►

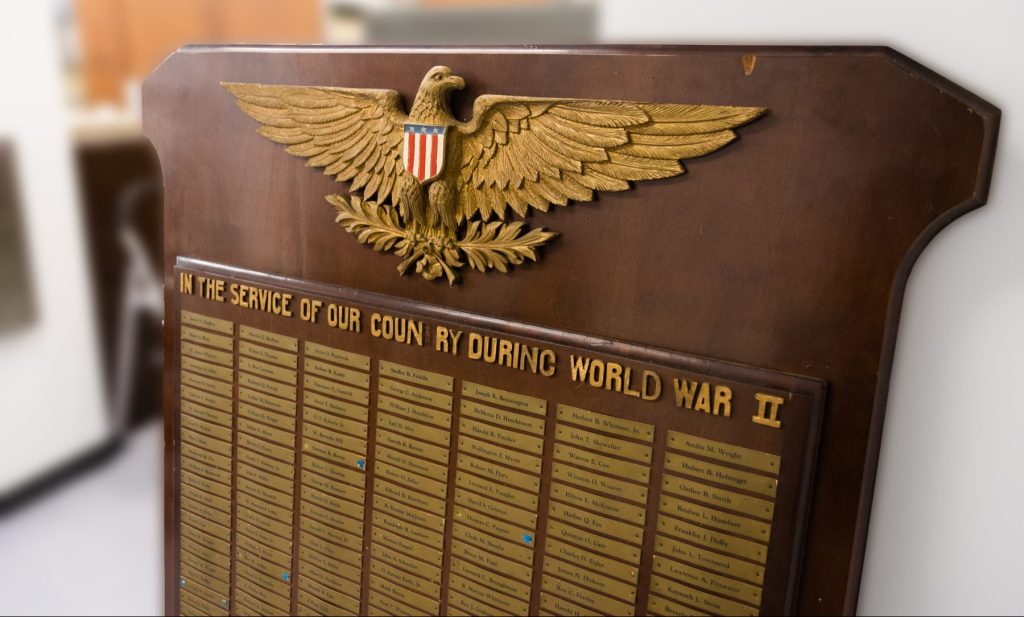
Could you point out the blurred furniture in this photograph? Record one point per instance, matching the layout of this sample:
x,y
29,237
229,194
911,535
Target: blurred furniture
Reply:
x,y
15,291
119,178
123,40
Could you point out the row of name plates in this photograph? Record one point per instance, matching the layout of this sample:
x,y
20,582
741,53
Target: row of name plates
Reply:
x,y
285,509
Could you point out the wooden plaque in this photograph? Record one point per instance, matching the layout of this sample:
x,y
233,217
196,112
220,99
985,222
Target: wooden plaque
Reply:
x,y
507,358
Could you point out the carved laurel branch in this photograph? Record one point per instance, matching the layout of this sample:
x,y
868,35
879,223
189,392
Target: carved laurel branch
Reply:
x,y
434,252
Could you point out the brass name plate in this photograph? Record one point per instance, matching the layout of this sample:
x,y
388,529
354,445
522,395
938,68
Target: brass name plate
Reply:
x,y
204,338
534,445
416,376
517,552
206,457
218,325
526,463
340,373
414,411
315,440
207,369
205,398
557,606
204,383
324,563
334,552
400,544
611,527
416,499
763,461
666,608
382,606
204,470
412,464
267,370
336,389
603,545
267,338
608,424
343,408
278,497
411,564
518,479
500,582
411,429
264,508
504,493
338,356
593,561
503,417
701,578
190,479
267,354
585,597
413,446
265,400
615,588
494,526
335,423
211,415
415,394
285,438
605,505
205,353
709,602
718,496
219,432
395,474
496,396
602,443
712,561
189,492
217,558
718,541
508,568
278,421
517,516
719,520
611,486
404,579
341,473
505,603
605,465
414,532
273,466
722,475
348,521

◄

* _PROBLEM REQUIREMENTS_:
Give back every record exactly. Omit the pictures.

* _WRITTEN RESPONSE_:
Could you point out the blurred furniture in this photograph? Record one point per instance, matching the layout of this sample:
x,y
29,237
229,194
911,535
Target: blurred furniture
Reply:
x,y
15,291
119,178
123,40
Could you point out the row of name plates in this photograph? Record one point per instance, matching the layout of this sample:
x,y
20,582
741,53
Target: row of name plates
Reply:
x,y
285,509
Could you point out the wooden plaque in this photograph? Record one point per instance, matching the layout of this sample:
x,y
233,217
196,112
220,99
985,222
Target: wooden plaque
Reply:
x,y
507,358
Could you point out the carved laurel branch in this photograph? Record one point per instance, matching the layout of this sample:
x,y
868,35
879,223
189,392
Target: carved laurel branch
Reply:
x,y
434,252
Could you point out the brass name plate in this photograph? Record one point per instance, matching the layout of this sample:
x,y
388,529
354,445
522,395
938,68
Target: brass name plate
Reply:
x,y
204,338
534,445
416,376
517,552
206,457
218,325
526,463
340,373
414,411
315,440
207,369
205,398
557,606
204,383
324,563
334,552
400,544
611,527
416,499
763,461
666,608
382,606
204,470
412,464
267,370
336,389
603,545
267,338
608,424
343,408
278,497
411,564
518,479
500,582
411,429
264,508
504,493
338,356
593,561
503,417
701,578
190,479
267,354
585,597
413,446
265,400
615,588
494,526
335,423
211,415
415,394
285,438
605,505
205,353
709,602
718,496
219,432
395,474
496,396
602,443
712,561
189,492
217,558
718,541
508,568
278,421
517,516
719,520
611,486
404,579
341,473
505,603
605,465
414,532
273,466
722,475
348,521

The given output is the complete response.